*Problem to solve*. Copy the lines of the material below without any changes, starting with the line that contains "Query: truck windshield" and ending with the line that contains "[392,296,438,385]", both included.

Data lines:
☆ ☆ ☆
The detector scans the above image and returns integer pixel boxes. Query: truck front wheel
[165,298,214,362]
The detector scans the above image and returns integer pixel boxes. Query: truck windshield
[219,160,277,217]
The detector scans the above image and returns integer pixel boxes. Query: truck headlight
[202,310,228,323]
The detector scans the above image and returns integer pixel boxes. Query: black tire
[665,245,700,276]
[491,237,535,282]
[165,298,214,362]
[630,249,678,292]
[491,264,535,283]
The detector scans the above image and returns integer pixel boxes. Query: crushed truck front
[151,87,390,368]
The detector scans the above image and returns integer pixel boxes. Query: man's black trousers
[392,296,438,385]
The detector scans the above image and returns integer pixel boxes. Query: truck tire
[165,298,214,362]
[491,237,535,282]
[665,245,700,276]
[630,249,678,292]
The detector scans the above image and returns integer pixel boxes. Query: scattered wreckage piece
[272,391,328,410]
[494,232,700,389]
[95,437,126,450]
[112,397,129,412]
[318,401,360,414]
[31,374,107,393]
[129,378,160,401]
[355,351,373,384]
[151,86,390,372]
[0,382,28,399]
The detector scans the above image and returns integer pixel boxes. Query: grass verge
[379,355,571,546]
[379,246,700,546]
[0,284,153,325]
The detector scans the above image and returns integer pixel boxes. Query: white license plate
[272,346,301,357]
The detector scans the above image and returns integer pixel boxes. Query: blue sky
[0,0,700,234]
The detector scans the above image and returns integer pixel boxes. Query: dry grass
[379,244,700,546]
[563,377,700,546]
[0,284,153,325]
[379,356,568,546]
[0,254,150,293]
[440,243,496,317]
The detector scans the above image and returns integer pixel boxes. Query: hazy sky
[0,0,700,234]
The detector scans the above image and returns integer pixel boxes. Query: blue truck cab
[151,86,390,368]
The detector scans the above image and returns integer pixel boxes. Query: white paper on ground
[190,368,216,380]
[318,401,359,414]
☆ ☆ ☆
*Right answer*.
The detector scans the above image and returns integer pixel boxes. Query: truck windshield
[219,160,277,217]
The detector scans the above image and returns integer pixel boxes. Query: truck headlight
[202,310,228,323]
The detector scans the above image and returns integer pixel boxes. Query: black tire
[665,245,700,276]
[491,237,535,282]
[165,298,214,362]
[630,249,678,292]
[491,264,535,283]
The detector scans the above image and returns integer pixel boxes. Query: crushed truck front
[151,87,390,368]
The detector scans the above image and returns integer pixel boxes. Query: man's black trousers
[392,296,438,385]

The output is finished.